### Text segment
## start

Thursday, January 24, 2019

A Powerful Note on How Destructive Modern Monetary Theory (MMT) Is

Dr. Joe Salerno
Modern Monetary Theory is picking up steam amongst Democrats, especially the extreme left. An MMT economist,  Stephanie Kelton, was chief economist on the U.S. Senate Budget Committee 2015 minority party staff and an economic advisor to Bernie Sanders' 2016 presidential campaign.

She was named one of Politico's 50 "thinkers, doers and visionaries transforming American politics in 2016."

She is now more popular than ever.


In an interview earlier this month with Business Insider, the Marxist-Leninist congresswoman from the Bronx, Alexandria Ocasio-Cortez, said modern monetary theory should "absolutely" be a part of our conversation about the economy.

But it is an extremely dangerous theory. In a Note, Dr. Joe Salerno has put out a brief commentary on the extremely negative consequences of MMT if it were to be adopted as policy.

## end

### Entries provided
## start

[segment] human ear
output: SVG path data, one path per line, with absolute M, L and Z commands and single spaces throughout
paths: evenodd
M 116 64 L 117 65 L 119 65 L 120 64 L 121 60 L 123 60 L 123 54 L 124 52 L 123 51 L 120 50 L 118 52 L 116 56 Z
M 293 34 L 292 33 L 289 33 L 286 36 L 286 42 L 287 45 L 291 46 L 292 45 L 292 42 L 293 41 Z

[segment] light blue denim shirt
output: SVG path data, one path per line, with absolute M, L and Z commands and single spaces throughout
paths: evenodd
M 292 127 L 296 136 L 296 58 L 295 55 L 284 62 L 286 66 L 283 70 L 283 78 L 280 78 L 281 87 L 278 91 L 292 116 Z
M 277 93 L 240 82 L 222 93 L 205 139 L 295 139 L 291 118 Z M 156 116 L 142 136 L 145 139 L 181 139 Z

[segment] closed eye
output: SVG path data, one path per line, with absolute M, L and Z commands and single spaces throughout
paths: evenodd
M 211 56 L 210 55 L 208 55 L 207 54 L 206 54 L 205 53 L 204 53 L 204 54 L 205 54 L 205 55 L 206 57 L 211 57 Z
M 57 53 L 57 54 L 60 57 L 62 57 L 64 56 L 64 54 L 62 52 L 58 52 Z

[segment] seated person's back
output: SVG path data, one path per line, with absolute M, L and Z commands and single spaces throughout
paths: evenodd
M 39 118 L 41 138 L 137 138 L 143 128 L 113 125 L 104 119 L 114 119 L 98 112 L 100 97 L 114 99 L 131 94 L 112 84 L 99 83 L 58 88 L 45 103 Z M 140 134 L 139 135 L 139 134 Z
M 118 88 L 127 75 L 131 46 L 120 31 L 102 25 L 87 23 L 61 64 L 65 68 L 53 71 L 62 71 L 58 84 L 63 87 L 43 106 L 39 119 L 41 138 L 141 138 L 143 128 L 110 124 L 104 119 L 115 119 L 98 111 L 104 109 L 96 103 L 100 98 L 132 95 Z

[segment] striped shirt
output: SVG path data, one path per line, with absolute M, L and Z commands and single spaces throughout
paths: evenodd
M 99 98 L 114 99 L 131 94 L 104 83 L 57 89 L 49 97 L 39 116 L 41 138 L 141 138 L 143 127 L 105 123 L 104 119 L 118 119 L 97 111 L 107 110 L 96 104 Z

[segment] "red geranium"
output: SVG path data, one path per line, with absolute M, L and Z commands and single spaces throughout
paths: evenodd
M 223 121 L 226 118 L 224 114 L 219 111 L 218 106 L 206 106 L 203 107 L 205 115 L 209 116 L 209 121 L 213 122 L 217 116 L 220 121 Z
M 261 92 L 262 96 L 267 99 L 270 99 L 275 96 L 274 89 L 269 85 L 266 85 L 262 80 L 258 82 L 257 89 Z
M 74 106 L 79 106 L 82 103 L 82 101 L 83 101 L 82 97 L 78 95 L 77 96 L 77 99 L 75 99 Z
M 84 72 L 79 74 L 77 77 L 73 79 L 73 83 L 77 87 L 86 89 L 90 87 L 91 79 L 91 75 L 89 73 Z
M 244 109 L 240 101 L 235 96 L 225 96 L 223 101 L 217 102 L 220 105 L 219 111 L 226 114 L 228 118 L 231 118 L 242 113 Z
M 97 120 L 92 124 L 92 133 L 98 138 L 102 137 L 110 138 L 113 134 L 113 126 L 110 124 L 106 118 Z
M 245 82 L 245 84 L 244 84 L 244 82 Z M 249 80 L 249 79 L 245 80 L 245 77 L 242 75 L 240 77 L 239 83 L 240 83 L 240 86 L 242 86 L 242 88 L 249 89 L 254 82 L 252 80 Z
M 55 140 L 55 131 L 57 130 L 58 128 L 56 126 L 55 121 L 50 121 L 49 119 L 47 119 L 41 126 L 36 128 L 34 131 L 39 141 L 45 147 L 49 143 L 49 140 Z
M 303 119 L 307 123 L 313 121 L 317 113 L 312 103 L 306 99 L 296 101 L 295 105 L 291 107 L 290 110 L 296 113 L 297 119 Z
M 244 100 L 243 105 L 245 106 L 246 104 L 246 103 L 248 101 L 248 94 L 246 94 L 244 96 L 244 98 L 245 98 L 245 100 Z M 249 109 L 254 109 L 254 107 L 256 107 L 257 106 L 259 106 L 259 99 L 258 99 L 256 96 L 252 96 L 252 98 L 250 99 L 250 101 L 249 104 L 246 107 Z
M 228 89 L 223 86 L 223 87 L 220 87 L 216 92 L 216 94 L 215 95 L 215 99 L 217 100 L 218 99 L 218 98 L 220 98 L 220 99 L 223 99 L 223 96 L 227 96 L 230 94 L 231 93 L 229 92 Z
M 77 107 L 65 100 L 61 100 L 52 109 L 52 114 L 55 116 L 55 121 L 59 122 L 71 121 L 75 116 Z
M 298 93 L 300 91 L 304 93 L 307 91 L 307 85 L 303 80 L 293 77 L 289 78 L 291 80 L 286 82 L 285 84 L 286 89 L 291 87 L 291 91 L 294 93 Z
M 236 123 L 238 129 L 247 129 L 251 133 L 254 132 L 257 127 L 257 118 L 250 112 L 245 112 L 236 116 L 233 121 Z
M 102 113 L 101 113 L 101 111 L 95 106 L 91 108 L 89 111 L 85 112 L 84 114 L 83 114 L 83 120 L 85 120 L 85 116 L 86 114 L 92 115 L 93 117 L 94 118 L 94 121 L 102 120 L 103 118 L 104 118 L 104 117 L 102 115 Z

## end

### To be done
(1) Quote the post on Modern Monetary Theory word for word, starting at the words "But it is an" and ending after the words "adopted as policy.".
(2) In the records, take the lines from the one containing "[segment] seated person's back" through the one containing "M 99 98 L 114", and write them out again with "striped shirt" changed to "checkered shirt". Give only those lines.

### Solutions by task
(1)
But it is an extremely dangerous theory. In a Note, Dr. Joe Salerno has put out a brief commentary on the extremely negative consequences of MMT if it were to be adopted as policy.

(2)
[segment] seated person's back
output: SVG path data, one path per line, with absolute M, L and Z commands and single spaces throughout
paths: evenodd
M 39 118 L 41 138 L 137 138 L 143 128 L 113 125 L 104 119 L 114 119 L 98 112 L 100 97 L 114 99 L 131 94 L 112 84 L 99 83 L 58 88 L 45 103 Z M 140 134 L 139 135 L 139 134 Z
M 118 88 L 127 75 L 131 46 L 120 31 L 102 25 L 87 23 L 61 64 L 65 68 L 53 71 L 62 71 L 58 84 L 63 87 L 43 106 L 39 119 L 41 138 L 141 138 L 143 128 L 110 124 L 104 119 L 115 119 L 98 111 L 104 109 L 96 103 L 100 98 L 132 95 Z

[segment] checkered shirt
output: SVG path data, one path per line, with absolute M, L and Z commands and single spaces throughout
paths: evenodd
M 99 98 L 114 99 L 131 94 L 104 83 L 57 89 L 49 97 L 39 116 L 41 138 L 141 138 L 143 127 L 105 123 L 104 119 L 118 119 L 97 111 L 107 110 L 96 104 Z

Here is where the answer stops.